Exercise text:

Receptor ubiquitination has also emerged as a key endocytic signal for numerous eukaryotic cell surface receptors (reviewed in Refs. 5–8). For several receptors (such as epidermal growth factor receptor, growth hormone receptor, interferon receptor chain 1 (IFNAR1)), ubiquitination is stimulated by the ligand. This stimulation is mediated by the ligand-induced transduction of a signal initiated by a kinase activity that is either intrinsic to the receptor itself (as for epidermal growth factor receptor (9)) or provided by a receptor-associated kinase (as for growth hormone receptor and IFNAR1 (10, 11)). Ligand-induced ubiquitination of the receptor promotes its interaction with clathrin and stimulates internalization of receptor. Furthermore, ubiquitination plays an important role in post-internalization sorting of cargo receptors to the late endosomes and in subsequent lysosomal degradation (reviewed in Refs. 12–14).

We have recently found that ligand-stimulated site-specific ubiquitination of IFNAR1 promotes IFNAR1 internalization and is required for interaction of the Tyr-466-based linear endocytic motif within IFNAR1 with AP2, which is essential for efficient IFNAR1 endocytosis (15). Based on this evidence, we hypothesized that ubiquitination of IFNAR1 may expose the Tyr-based endocytic motif and allow for its interaction with the components of AP2 (e.g. AP50). This hypothesis also implies that in the absence of ubiquitination, the Tyr-466-based motif is masked either by an intramolecular folding of the IFNAR1 cytoplasmic tail or by a putative IFNAR1-interacting protein. Under these scenarios, ligand-induced ubiquitination of IFNAR1 would either alter the conformation of the intracellular tail or displace the interacting protein to expose the Tyr-466-based motif to AP50.

Your tasks:
1. Answer from the passage on receptor ubiquitination:
(a) For which receptor is the kinase activity that stimulates ubiquitination intrinsic to the receptor itself?
(b) Which complex must interact with the Tyr-466-based motif within IFNAR1 for efficient IFNAR1 endocytosis?
(c) What two things could mask the Tyr-466-based motif in the absence of ubiquitination?
2. Recast the paragraph of the passage on receptor ubiquitination beginning "We have recently found" as a short bulleted list that keeps its main facts.
The data that follow have no connection to the passage on receptor ubiquitination.

Data for analysis:
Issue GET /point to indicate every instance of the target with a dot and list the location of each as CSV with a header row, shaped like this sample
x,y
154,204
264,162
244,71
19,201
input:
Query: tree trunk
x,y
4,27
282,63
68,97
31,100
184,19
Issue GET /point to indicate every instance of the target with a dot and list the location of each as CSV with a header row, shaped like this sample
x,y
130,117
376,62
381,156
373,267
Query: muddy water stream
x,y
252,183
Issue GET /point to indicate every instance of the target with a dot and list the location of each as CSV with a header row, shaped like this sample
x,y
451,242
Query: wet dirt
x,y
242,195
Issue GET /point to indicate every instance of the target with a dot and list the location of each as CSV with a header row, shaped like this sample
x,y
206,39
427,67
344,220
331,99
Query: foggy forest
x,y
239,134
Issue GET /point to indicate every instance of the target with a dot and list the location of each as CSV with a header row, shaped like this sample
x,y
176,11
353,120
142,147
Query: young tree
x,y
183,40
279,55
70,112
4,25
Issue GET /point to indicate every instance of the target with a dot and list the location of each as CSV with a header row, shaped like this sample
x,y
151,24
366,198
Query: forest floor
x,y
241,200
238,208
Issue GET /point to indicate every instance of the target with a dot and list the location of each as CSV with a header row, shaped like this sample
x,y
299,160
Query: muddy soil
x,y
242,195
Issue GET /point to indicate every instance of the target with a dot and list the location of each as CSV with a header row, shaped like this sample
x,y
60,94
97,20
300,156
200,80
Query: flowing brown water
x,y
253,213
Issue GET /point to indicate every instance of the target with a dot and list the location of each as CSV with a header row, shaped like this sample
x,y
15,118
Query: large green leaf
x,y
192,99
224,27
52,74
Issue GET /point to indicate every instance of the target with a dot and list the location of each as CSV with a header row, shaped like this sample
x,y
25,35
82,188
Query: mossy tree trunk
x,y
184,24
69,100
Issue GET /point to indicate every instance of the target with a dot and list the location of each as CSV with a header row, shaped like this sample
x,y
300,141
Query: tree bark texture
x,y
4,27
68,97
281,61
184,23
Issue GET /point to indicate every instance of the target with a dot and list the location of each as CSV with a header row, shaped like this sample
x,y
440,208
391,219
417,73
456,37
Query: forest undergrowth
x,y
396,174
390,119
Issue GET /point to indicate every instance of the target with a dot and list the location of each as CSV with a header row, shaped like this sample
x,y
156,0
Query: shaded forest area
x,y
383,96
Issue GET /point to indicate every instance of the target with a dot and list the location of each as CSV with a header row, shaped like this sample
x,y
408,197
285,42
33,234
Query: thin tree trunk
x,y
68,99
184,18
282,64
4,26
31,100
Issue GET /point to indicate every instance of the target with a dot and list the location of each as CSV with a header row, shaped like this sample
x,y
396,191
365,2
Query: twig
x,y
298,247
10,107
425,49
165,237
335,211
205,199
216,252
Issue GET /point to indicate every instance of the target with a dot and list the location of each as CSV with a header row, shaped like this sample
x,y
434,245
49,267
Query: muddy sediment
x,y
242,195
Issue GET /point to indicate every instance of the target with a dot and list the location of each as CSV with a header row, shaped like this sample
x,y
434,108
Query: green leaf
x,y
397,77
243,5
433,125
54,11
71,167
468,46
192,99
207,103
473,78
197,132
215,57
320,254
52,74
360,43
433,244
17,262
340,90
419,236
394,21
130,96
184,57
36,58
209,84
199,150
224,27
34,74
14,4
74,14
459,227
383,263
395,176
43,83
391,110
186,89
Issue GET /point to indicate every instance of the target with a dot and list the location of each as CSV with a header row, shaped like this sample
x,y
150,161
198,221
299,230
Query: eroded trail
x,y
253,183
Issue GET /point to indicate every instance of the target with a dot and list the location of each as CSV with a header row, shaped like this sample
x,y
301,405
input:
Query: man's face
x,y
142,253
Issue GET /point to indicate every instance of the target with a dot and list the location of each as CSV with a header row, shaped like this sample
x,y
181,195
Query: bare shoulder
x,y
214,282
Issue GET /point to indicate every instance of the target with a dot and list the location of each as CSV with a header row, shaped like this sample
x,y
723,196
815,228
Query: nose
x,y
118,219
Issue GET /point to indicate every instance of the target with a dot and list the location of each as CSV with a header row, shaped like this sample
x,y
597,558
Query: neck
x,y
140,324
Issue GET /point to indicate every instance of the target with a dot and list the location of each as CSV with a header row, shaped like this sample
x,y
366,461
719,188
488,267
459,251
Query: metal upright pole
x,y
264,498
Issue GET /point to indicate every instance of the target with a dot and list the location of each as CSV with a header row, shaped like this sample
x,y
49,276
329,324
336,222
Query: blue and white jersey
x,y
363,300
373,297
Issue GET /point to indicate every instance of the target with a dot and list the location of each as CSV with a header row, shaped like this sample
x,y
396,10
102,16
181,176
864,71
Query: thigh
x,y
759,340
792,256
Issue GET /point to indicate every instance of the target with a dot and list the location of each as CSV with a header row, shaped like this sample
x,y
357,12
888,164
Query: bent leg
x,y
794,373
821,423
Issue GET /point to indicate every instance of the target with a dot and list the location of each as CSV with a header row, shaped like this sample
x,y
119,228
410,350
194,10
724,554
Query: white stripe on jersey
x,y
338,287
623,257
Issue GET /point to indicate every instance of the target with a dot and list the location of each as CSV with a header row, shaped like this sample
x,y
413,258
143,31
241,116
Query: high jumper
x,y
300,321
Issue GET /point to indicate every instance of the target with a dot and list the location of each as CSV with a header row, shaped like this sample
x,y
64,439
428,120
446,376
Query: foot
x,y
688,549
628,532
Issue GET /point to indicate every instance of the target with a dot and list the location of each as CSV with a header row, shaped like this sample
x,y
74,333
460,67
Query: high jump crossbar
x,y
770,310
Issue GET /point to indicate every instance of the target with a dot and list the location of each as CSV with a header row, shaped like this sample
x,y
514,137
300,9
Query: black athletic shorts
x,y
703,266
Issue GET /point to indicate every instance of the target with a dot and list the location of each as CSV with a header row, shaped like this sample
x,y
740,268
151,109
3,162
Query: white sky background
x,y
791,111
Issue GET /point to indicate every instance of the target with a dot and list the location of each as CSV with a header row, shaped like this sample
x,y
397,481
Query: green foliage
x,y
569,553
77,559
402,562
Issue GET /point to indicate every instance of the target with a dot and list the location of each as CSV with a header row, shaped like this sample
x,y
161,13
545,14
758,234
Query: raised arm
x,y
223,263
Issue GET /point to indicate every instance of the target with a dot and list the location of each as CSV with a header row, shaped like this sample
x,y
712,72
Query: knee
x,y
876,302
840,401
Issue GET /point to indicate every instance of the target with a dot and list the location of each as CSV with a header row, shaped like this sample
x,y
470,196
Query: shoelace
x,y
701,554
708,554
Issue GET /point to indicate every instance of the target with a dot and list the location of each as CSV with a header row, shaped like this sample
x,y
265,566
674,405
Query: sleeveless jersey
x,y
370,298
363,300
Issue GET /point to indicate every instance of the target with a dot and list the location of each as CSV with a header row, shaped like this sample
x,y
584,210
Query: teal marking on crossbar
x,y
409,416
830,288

Solution set:
1.
(a) Epidermal growth factor receptor.
(b) AP2.
(c) An intramolecular folding of the IFNAR1 cytoplasmic tail, or a putative IFNAR1-interacting protein.

2.
- Ligand-stimulated, site-specific ubiquitination of IFNAR1 promotes its internalization.
- This ubiquitination is required for the Tyr-466-based linear endocytic motif of IFNAR1 to interact with AP2, which is essential for efficient IFNAR1 endocytosis.
- Hypothesis: ubiquitination exposes the Tyr-based motif so that it can interact with components of AP2, such as AP50.
- Without ubiquitination, the motif would be masked by intramolecular folding of the IFNAR1 cytoplasmic tail or by a putative IFNAR1-interacting protein.
- Ligand-induced ubiquitination would then alter the tail's conformation or displace that protein, exposing the motif to AP50.